TUGAS KERJA 1:
Jawablah pertanyaan berikut berdasarkan teks tentang terapi gagal jantung.
(a) Berapa rentang dosis harian furosemide oral yang dapat menurunkan gejala pada beberapa pasien dengan CHF berat?
(b) Apa efek diltiazem dan nifedipin menurut teks tersebut?
(c) Dalam keadaan apa ARB direkomendasikan terkait golongan ACEI?
TUGAS KERJA 2:
Lanjutkan teks tentang terapi gagal jantung mulai dari kalimat sesudah kalimat terakhirnya.

TEKS UNTUK ANALISIS:
"""
3)    Diuretik dapat mengembalikan fungsi ventrikel kiri dan kanan pada pasien dengan significant volume overload of the right ventricle (Bhattacharya, 2004). Diuretik yang sering digunakan adalah furosemide (Weitzenblum, 2003). Pada beberapa pasien dengan CHF berat penggunaan furosemide oral (40-160mg/hari) dapat menurunkan gejala CHF. Namun pada penggunaan dosis >80mg harus dimonitoring fungsi renal dan kadar elektrolit dalam tubuh (Davies, Gibbs, Lip, 2000).
4)    Agen vasodilator seperti diltiazem (120-720mg/hari PO sustained release) dan nifedipin (30-240mg/hari PO sustained release) dapat menurunkan tekanan arteri pulmonari (Bhattacharya, 2004).
Perbedaan Terapi pada gagal jantung kanan dan gagal jantung kiri:

1)    Gagal jantung kiri terapinya antara lain:
a)    Digoksin

b)    ACEI harus diberikan pada semua pasien gagal jantung dengan fraksi ejeksi ventrikel kiri ≤40% (PERKI, 2015).

c)    Penyekat β memperbaiki fungsi ventrikel dan kualitas hidup, mengurangi perawatan di rumah sakit akibat perburukan gagal jantung (PERKI, 2015).

d)    ARB direkomendasikan pada pasien gagal jantung dengan fraksi ejeksi ventrikel kiri ≤40%. ARB direkomendasikan jika pasien intoleran dengan golongan ACEI (PERKI, 2015).
"""
INFORMASI YANG DIBERIKAN:
"""
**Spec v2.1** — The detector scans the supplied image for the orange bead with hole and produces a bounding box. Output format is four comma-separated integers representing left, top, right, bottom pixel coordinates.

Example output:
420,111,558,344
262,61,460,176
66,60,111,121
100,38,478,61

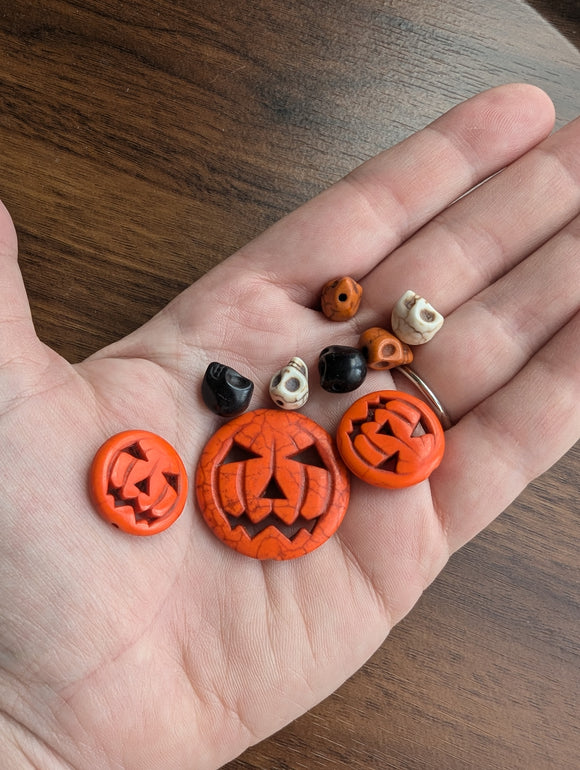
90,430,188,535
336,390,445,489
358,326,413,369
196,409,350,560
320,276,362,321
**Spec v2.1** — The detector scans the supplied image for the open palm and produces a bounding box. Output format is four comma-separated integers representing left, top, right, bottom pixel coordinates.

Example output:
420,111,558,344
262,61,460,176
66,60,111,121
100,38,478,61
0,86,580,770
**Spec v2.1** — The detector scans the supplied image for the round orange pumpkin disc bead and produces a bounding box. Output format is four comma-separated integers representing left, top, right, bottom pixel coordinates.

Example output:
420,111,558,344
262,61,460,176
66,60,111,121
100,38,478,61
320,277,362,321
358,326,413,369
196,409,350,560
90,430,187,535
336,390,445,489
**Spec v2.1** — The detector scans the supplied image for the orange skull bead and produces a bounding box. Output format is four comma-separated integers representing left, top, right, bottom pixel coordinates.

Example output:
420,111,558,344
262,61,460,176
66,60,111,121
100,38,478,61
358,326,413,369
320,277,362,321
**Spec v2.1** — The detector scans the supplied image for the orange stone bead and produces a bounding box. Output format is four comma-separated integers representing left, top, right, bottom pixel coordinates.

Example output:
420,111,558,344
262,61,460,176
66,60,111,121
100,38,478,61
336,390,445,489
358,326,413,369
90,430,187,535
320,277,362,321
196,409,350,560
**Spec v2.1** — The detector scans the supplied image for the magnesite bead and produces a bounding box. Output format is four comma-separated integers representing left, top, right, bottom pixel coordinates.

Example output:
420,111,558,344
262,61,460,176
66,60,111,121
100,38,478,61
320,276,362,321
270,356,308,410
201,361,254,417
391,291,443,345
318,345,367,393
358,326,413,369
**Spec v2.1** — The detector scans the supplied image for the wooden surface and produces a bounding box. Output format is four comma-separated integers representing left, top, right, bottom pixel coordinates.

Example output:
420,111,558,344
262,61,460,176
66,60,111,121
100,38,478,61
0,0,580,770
"""
"""
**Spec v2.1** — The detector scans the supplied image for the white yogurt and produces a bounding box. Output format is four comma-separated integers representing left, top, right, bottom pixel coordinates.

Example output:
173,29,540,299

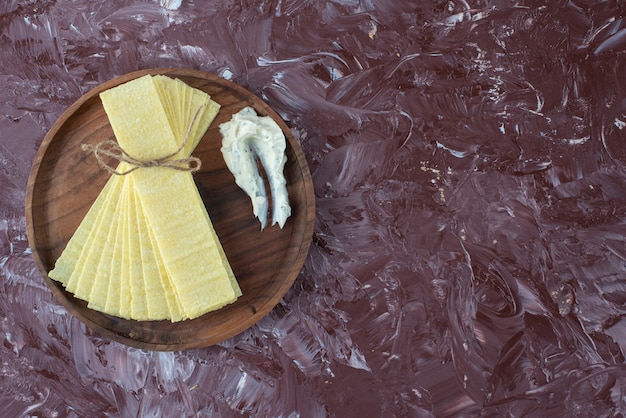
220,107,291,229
"""
"""
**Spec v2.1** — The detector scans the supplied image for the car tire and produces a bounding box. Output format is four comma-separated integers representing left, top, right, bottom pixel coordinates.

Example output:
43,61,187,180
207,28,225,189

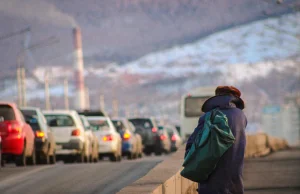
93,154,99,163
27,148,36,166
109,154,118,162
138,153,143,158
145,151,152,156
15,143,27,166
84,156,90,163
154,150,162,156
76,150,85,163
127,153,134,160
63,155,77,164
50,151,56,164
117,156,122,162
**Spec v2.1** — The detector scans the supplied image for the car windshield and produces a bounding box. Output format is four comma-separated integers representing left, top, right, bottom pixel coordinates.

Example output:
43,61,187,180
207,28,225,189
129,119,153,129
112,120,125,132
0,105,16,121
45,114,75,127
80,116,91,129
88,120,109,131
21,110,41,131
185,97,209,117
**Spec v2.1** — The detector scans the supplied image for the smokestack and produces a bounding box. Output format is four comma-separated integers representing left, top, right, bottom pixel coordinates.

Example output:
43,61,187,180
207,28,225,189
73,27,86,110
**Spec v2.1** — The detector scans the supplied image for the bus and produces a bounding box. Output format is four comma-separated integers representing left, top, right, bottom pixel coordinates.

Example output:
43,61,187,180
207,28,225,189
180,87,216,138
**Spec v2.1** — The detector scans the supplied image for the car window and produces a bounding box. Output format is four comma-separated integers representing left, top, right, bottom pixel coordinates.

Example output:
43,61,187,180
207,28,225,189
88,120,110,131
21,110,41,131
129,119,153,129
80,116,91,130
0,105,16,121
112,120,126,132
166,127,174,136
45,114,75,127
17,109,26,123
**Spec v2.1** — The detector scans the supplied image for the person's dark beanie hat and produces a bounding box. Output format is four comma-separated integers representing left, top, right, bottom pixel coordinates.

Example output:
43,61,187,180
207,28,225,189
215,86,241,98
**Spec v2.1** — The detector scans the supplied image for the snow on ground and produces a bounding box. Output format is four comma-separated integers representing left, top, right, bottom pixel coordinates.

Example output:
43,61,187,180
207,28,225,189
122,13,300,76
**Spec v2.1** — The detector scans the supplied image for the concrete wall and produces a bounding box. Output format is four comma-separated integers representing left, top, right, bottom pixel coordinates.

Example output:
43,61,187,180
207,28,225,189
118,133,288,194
"""
JAWABAN YANG DIHARAPKAN 1:
(a) 40–160 mg/hari.
(b) Keduanya dapat menurunkan tekanan arteri pulmonari.
(c) ARB direkomendasikan jika pasien intoleran dengan golongan ACEI.

JAWABAN YANG DIHARAPKAN 2:
e)    Hidralazin dan ISDN

f)     Diuretik dapat mengembalikan fungsi ventrikel kiri dan kanan pada pasien dengan significant volume overload of the right ventricle (Bhattacharya, 2004).


2)    Gagal jantung kanan terjadi saat resistensi aliran darah dari jantung kanan menuju paru atau saat katup trikupsid (yang memisahkan atrium kanan dan ventrikel kanan) tidak berfungsi dengan baik. Gejala utama adalah edema dan nokturia. Terapinya adalah:
a)    Diuretik dapat mengembalikan fungsi ventrikel kiri dan kanan pada pasien dengan significant volume overload of the right ventricle (Bhattacharya, 2004).


c.    Mengapa ICS tunggal tidak disarankan untuk pasien PPOK?
1)    ICS memiliki efek samping yang potensial yang dapat meningkatkan prevalensi oral and laryngeal candidiasis, perubahan pada suara, dan pneumonia. Efek ini akan lebih parah jika diberikan dalam dosis yang rendah (Moitra, 2017).
2)    Kombinasi ICS dan LABA telah terbukti lebih efektif pada pasien dengan tingkat keparahan PPOK sedang sampai sangat berat dibandingkan jika pemebriannya tunggal (Moitra, 2017). Pada penelitian RCT kombinasi ICS dann LABA lebih efektif dalam mengurangi eksaserbasi COPD daripada ICS atau LABA monoterapi (Cyr, Beauchesne, Lemiere, Aaron, and Blais, 2010).
3)    Kombinasi terapi ICS dan LABA dapat memperbaiki fungsi paru, status kesehatan, dan eksaserbasi (Moitra, 2017).

Saran Pemilihan Terapi: ICS kombinasi LABA.

Daftar Pustaka
Bhattacharya, A., 2004, Cor Pulmonale, JIACM, 5, 2, 128, 134, 135-136.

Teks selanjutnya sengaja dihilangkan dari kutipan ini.